Dataset rows:
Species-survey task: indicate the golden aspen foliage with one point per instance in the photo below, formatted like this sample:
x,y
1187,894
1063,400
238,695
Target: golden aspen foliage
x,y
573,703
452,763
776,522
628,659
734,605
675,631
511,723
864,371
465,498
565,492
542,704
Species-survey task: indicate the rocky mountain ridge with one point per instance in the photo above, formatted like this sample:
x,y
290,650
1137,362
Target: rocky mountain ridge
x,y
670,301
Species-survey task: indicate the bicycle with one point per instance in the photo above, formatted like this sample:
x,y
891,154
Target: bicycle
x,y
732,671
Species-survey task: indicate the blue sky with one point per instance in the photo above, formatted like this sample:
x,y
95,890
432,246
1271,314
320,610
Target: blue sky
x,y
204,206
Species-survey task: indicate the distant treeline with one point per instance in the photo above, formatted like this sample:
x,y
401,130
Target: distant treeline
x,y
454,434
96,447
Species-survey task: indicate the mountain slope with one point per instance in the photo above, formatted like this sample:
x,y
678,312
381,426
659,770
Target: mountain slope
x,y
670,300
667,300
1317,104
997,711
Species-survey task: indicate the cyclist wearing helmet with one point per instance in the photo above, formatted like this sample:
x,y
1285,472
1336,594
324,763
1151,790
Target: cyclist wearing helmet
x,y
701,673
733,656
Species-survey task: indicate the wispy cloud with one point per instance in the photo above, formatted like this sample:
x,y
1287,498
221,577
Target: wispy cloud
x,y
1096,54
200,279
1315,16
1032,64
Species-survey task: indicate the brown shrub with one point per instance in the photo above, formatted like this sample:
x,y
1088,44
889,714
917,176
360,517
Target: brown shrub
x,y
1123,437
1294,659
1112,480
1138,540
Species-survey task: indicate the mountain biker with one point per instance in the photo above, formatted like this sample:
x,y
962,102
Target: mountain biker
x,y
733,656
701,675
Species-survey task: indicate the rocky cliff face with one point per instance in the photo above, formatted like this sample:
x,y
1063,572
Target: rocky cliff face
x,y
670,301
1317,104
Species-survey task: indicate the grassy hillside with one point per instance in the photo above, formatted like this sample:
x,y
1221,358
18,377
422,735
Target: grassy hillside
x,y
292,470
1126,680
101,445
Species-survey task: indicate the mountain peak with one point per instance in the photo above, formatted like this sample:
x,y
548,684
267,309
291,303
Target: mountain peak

PROBLEM:
In the listing above, find the line containing "Species-survey task: indicate the mountain biker" and please quote exactly that line through the last one, and no other lines.

THE RESPONSE:
Species-survey task: indicate the mountain biker with one point per instance in the photo above, formatted like this sample:
x,y
962,102
Target: mountain biker
x,y
733,656
701,675
Species-survey task: indicate the rocky cliff face with one point per instance in the photo above, formatted like this sample:
x,y
1063,572
Target: rocky cliff face
x,y
670,301
1317,104
Species-survey task: indicate the grassy hillside with one point per instance in the photo above, formatted like this sample:
x,y
1221,358
18,377
422,735
Target: grassy hillside
x,y
292,470
1126,680
101,445
Species-survey task: indicate the mountain peak with one point per instance in the photo above, formatted like this sample:
x,y
548,684
267,309
291,303
Target: mountain peak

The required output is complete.